━━ DATA FOR ANALYSIS
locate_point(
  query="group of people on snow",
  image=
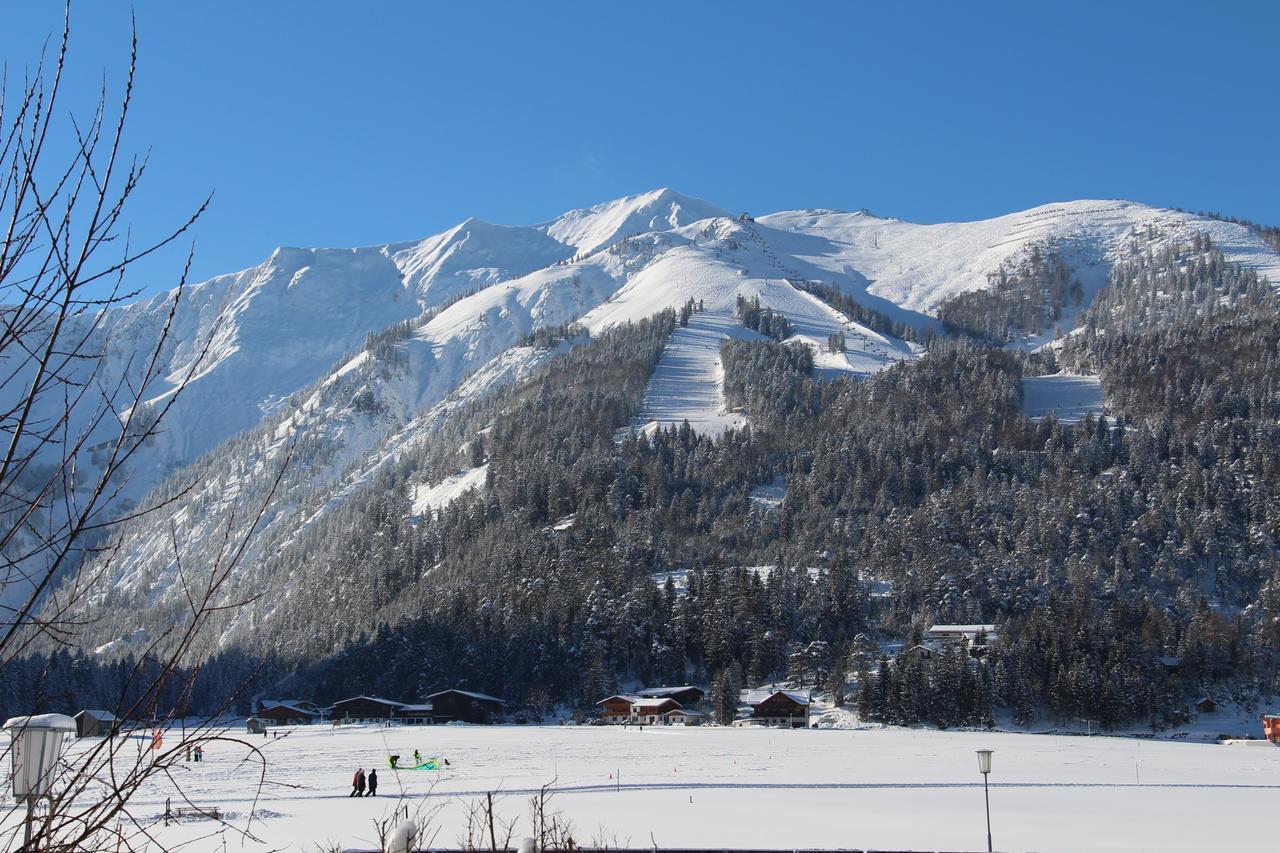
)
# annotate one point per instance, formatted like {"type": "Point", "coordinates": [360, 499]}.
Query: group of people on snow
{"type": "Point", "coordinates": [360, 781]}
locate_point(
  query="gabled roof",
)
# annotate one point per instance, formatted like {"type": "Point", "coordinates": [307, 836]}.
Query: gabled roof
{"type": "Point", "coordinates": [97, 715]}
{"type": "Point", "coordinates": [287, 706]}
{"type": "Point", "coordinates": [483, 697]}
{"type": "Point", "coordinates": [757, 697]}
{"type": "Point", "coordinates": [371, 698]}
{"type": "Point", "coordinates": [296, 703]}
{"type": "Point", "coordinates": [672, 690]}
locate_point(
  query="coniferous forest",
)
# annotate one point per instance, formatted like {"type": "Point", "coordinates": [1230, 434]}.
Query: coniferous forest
━━━━
--- WHAT IS NEEDED ---
Above are the records; report each line in them that includes the word "instance".

--- OUTPUT FOR THIS EXERCISE ---
# annotate one point per instance, formatted like {"type": "Point", "coordinates": [360, 499]}.
# annotate one point per instance, formatted like {"type": "Point", "coordinates": [307, 836]}.
# annotate one point per instance, formatted like {"type": "Point", "coordinates": [1230, 434]}.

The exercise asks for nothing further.